● **Do this**
Rename "photo" to "scene" in everything from the start of the items down to the line containing "89L66 88L51 88L51", both ends included. Return only those lines, with nothing else changed.

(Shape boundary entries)
>> BEGIN

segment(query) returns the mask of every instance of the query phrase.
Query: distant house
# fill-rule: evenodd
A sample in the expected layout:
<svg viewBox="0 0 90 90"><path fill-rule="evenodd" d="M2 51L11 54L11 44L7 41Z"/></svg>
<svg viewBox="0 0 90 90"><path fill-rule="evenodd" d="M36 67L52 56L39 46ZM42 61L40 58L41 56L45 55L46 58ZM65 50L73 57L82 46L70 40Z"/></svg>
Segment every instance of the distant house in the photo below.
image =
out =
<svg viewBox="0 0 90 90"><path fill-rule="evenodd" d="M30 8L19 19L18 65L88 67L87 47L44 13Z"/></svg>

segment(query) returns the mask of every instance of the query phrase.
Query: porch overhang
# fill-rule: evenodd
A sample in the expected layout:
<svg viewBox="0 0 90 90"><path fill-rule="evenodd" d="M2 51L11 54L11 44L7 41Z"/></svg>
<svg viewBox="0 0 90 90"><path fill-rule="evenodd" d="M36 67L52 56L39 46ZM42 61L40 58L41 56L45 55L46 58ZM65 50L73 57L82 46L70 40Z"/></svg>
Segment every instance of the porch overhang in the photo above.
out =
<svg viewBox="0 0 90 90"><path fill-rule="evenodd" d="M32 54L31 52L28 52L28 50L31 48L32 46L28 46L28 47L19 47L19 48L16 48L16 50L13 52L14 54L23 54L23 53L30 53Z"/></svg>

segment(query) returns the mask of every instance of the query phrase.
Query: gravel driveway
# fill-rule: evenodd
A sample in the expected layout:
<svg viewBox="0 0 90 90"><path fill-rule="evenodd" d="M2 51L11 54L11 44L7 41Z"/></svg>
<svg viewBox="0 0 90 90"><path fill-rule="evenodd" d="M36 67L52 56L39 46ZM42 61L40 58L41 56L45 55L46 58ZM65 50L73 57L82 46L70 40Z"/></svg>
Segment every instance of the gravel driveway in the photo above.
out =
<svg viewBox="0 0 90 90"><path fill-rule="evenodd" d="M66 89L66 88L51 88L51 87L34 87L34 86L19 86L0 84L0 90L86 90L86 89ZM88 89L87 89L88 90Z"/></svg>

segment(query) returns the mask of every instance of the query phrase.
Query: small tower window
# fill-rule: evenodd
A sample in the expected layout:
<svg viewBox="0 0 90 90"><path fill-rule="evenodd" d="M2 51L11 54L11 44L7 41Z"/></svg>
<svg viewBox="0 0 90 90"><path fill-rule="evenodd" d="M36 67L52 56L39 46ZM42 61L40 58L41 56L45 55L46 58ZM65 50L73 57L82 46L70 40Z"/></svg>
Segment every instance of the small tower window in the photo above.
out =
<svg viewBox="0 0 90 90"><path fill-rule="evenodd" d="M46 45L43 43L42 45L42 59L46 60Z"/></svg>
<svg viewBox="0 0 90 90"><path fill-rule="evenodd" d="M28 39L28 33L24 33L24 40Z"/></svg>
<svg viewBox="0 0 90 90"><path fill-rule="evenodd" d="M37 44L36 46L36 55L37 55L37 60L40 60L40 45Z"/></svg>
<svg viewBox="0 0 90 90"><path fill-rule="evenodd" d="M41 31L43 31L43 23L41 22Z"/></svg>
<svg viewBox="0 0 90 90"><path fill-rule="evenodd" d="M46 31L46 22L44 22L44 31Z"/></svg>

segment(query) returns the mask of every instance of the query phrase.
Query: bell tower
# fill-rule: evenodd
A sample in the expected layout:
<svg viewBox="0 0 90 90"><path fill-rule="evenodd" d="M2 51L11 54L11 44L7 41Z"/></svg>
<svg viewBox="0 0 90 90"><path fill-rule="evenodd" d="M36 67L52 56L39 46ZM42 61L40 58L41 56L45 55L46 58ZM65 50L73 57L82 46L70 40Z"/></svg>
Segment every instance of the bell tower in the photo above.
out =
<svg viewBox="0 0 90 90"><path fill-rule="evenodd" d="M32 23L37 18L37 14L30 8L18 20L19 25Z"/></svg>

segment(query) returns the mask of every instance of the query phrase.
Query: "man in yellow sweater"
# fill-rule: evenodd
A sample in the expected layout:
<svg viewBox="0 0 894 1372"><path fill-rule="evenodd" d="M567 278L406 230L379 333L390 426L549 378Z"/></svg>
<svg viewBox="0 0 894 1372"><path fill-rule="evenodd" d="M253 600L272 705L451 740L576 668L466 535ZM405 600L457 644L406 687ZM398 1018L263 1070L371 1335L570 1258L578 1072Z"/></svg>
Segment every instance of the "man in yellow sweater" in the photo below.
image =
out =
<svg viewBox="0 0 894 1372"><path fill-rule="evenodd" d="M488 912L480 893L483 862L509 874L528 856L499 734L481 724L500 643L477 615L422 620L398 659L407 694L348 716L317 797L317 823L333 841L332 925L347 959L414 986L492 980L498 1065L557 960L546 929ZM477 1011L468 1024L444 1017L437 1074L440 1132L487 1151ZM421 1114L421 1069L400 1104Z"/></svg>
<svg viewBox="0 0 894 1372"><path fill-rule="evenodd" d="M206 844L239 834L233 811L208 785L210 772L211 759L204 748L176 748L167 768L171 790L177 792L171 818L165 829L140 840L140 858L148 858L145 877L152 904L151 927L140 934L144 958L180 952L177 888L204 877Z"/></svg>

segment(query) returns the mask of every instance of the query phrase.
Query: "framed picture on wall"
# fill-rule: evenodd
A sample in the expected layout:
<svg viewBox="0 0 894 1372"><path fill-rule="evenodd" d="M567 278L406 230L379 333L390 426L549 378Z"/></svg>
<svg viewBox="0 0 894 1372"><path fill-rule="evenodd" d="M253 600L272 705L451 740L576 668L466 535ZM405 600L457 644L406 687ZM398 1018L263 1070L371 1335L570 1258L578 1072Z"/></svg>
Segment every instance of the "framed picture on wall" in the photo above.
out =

>> END

● **Complete output**
segment(query) returns the mask of every instance of the query phrase.
Query: distant house
# fill-rule: evenodd
A sample in the expected layout:
<svg viewBox="0 0 90 90"><path fill-rule="evenodd" d="M2 51L11 54L11 44L7 41Z"/></svg>
<svg viewBox="0 0 90 90"><path fill-rule="evenodd" d="M36 67L52 56L39 46ZM42 61L40 58L41 56L45 55L46 58ZM65 50L73 57L82 46L70 40Z"/></svg>
Segment every instance of the distant house in the scene below.
image =
out =
<svg viewBox="0 0 90 90"><path fill-rule="evenodd" d="M30 8L19 19L18 65L88 67L87 47L44 13Z"/></svg>

segment(query) returns the mask of every instance of the query phrase.
Query: porch overhang
# fill-rule: evenodd
A sample in the expected layout:
<svg viewBox="0 0 90 90"><path fill-rule="evenodd" d="M2 51L11 54L11 44L7 41Z"/></svg>
<svg viewBox="0 0 90 90"><path fill-rule="evenodd" d="M36 67L52 56L39 46ZM42 61L40 58L41 56L45 55L46 58ZM65 50L73 57L82 46L70 40Z"/></svg>
Segment every instance of the porch overhang in the scene above.
out =
<svg viewBox="0 0 90 90"><path fill-rule="evenodd" d="M32 54L31 52L28 52L28 50L31 48L32 46L28 46L28 47L19 47L19 48L16 48L16 50L13 52L14 54L23 54L23 53L30 53Z"/></svg>

segment(query) returns the mask of every instance of the query phrase.
Query: gravel driveway
# fill-rule: evenodd
A sample in the expected layout:
<svg viewBox="0 0 90 90"><path fill-rule="evenodd" d="M2 51L11 54L11 44L7 41Z"/></svg>
<svg viewBox="0 0 90 90"><path fill-rule="evenodd" d="M36 67L52 56L39 46ZM42 61L40 58L41 56L45 55L46 58ZM65 50L73 57L82 46L70 40Z"/></svg>
Segment every instance of the gravel driveway in the scene above.
out =
<svg viewBox="0 0 90 90"><path fill-rule="evenodd" d="M66 89L66 88L51 88L51 87L34 87L34 86L19 86L0 84L0 90L86 90L86 89ZM88 89L87 89L88 90Z"/></svg>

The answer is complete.